[Given exercise] Rescale the lines of the listing from the line containing "One pin marks each instance of the dark" through the end of the listing, reproducing every one of them, requests included, with each x and y coordinate in the answers multiplied by 0.5 and rounded to a whole number, halves rounded up. Leave the pictures out of your answer.

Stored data
----
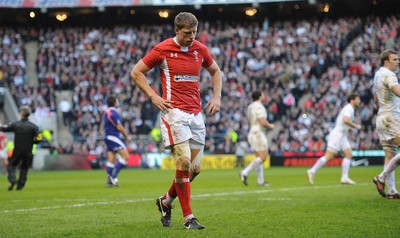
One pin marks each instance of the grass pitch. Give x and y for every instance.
(79, 204)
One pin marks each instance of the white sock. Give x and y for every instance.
(253, 165)
(320, 162)
(390, 181)
(260, 173)
(346, 162)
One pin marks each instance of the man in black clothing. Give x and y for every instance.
(26, 134)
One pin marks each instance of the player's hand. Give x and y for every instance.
(162, 104)
(213, 106)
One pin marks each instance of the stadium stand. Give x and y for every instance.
(306, 67)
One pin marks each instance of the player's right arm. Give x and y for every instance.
(265, 123)
(121, 129)
(396, 90)
(138, 75)
(376, 101)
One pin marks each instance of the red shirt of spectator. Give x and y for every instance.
(180, 78)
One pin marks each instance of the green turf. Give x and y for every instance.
(78, 204)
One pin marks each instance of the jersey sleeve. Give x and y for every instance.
(348, 112)
(207, 60)
(153, 58)
(391, 80)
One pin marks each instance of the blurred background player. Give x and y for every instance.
(257, 116)
(115, 145)
(387, 100)
(241, 148)
(180, 60)
(3, 149)
(338, 141)
(26, 134)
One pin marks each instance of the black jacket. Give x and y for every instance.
(25, 135)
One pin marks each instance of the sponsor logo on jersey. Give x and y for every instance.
(186, 78)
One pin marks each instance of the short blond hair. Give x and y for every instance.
(185, 19)
(386, 54)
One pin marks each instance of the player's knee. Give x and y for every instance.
(391, 148)
(181, 153)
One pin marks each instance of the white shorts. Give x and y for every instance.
(387, 126)
(338, 142)
(258, 141)
(3, 154)
(178, 126)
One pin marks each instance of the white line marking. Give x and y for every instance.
(194, 196)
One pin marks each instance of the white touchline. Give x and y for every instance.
(194, 196)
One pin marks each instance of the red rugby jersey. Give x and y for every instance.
(180, 72)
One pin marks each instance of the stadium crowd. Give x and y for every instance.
(306, 68)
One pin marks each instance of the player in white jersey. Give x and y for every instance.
(387, 100)
(257, 116)
(338, 141)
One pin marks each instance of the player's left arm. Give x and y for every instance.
(214, 105)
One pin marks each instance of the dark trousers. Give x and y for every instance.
(22, 159)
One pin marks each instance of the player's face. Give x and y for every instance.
(393, 62)
(186, 36)
(357, 101)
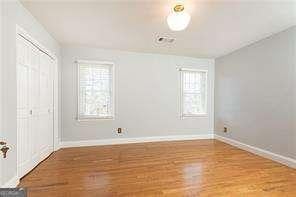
----
[Complete response]
One pin marks each instance of the dark trousers. Give x and y for every instance.
(11, 80)
One pin marks each instance of the player's face. Give x and y for every instance.
(197, 31)
(93, 18)
(179, 51)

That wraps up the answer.